**Enunciado da tarefa**
No trecho sobre as ONGs na Amazônia, qual presidente francês defendeu que o bioma amazônico era um "patrimônio da humanidade"?

**Trecho do texto**

···

Sputnik – As organizações não governamentais (ONGs) no Brasil, especialmente no âmbito ambiental da região da Amazônia, são percebidas ou como defensoras do meio ambiente e dos direitos humanos, ou enquanto possíveis sabotadoras dos interesses nacionais, em prol de agendas estrangeiras.

Durante sua presidência na França, de 1981 a 1995, François Mitterrand defendeu a ideia de que o bioma amazônico era um “patrimônio da humanidade”. Tal visão foi posteriormente retomada pelo atual presidente francêsEmmanuel Macron, que ao criticar os incêndios na floresta recentemente, descreveu-a como “nosso bem comum”.
Macron também já destacou a ligação da França com a Amazônia através da Guiana Francesa, território francês que faz fronteira com o Brasil, ainda que tenha dito respeitar a soberania dos países amazônicos.
O ex-ministro da Defesa brasileiro Aldo Rebelo, em entrevista exclusiva à Sputnik Brasil, destaca a necessidade de distinguir os diferentes tipos de ONGs.
Entrevista com Aldo Rebelo
Por um lado, para ele, há aquelas que realizam um trabalho filantrópico e humanitário, muitas vezes preenchendo lacunas deixadas pelo Estado na prestação de serviços básicos a comunidades carentes.

···

**Material fornecido**
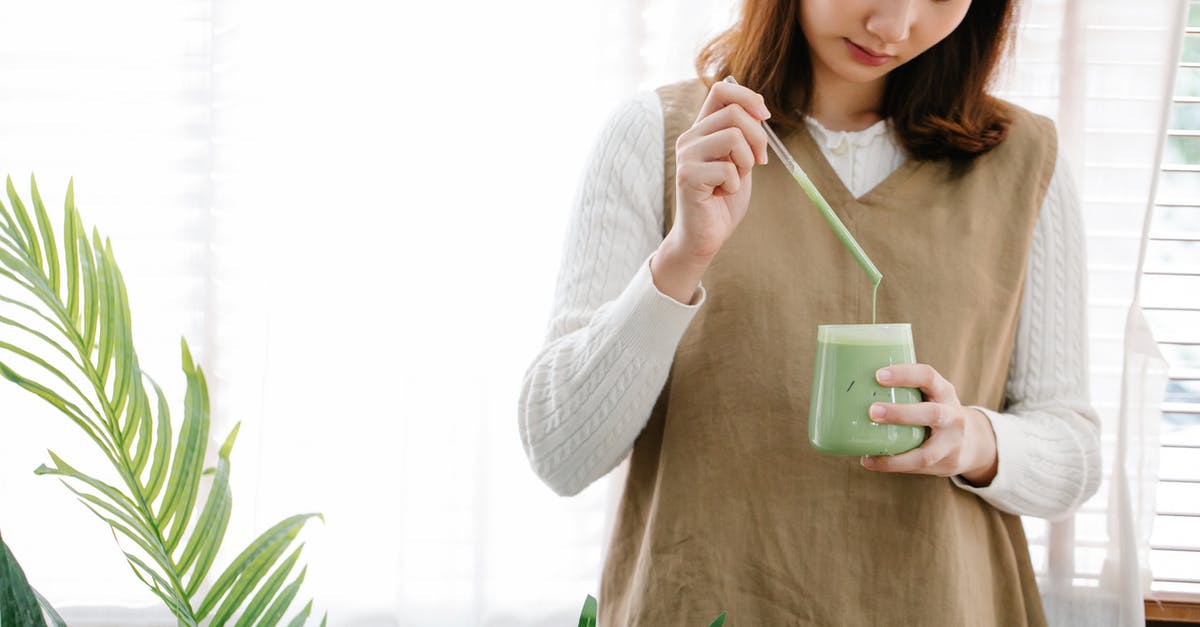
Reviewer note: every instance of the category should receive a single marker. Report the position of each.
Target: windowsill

···

**Resolução do problema**
François Mitterrand, durante sua presidência na França, de 1981 a 1995.